(BRIEF 1) In the passage on the class system, what name is given to the small group that owns and controls the entities people work for?
(BRIEF 2) Extend the passage on the class system, starting right after its last sentence.

(GIVEN PASSAGE)
-- Start --

In a class system, the bulk of the wealth that the system produces goes to a small group who own and control the entities that people work for. This group is the owning class. The class system has two ways of ensuring that working people agree to this specific way of distributing wealth. The first is to keep the working class divided by installing many kinds of oppressions, such as racism, sexism, and anti-Semitism.

The second is to take a section of the working class and get us to see ourselves as different, as not having the same interests as the rest of the working class. This group is the middle class. We are a section of the working class that has been artificially separated from other working-class people. In return for rewards and privileges unavailable to other workers, and under the influence of considerable pressure and much misinformation, we agree to help support and maintain the class system.

-- End --

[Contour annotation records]
-- Start --

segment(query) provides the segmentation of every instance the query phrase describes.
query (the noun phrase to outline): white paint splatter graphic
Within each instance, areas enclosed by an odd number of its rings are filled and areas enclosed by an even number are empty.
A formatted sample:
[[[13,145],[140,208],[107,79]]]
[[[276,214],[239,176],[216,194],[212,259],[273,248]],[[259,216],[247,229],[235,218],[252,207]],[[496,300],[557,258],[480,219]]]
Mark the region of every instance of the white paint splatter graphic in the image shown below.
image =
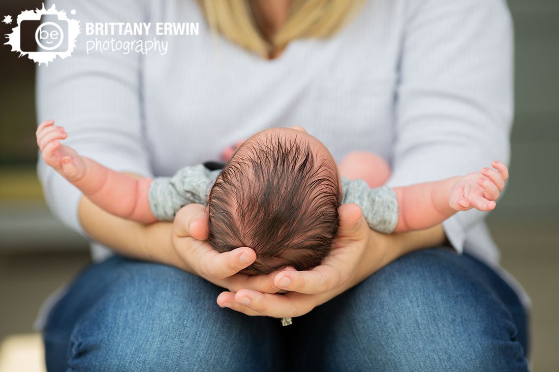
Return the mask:
[[[30,50],[22,47],[21,40],[22,30],[28,29],[35,35],[34,44],[29,43],[34,46]],[[23,11],[17,16],[17,26],[6,34],[8,41],[4,45],[11,45],[12,51],[19,52],[20,57],[27,55],[39,64],[48,65],[56,57],[64,59],[72,55],[80,31],[79,21],[69,19],[66,12],[57,11],[54,4],[49,9],[43,4],[41,9]]]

-- End --

(TASK OUTPUT 1) The owning class.

(TASK OUTPUT 2)
WHO WE ARE

We define the middle class as those people whose role it is to help the economic system work smoothly, efficiently, and profitably. Middle-class people do not work directly in the production of goods or “non-professional” services, but instead occupy various managerial, supervisory, administrative, and coordinating positions. We also work in a range of “professional” roles that serve to enhance the compliance, motivation, control, efficiency, and health of working people so as to facilitate their cooperation and productivity. Professional roles include work as educators, academics, journalists, lawyers, trainers, consultants, religious leaders, health workers, and psychologists, among others. These jobs have in common the basic role of making the economic system work smoothly and of keeping the workforce compliant, efficient, and productive. Many characteristics commonly associated with the middle class are not actually essential to being middle class, although income, or the way people speak or behave, among other characteristics, may sometimes offer clues that someone is middle class.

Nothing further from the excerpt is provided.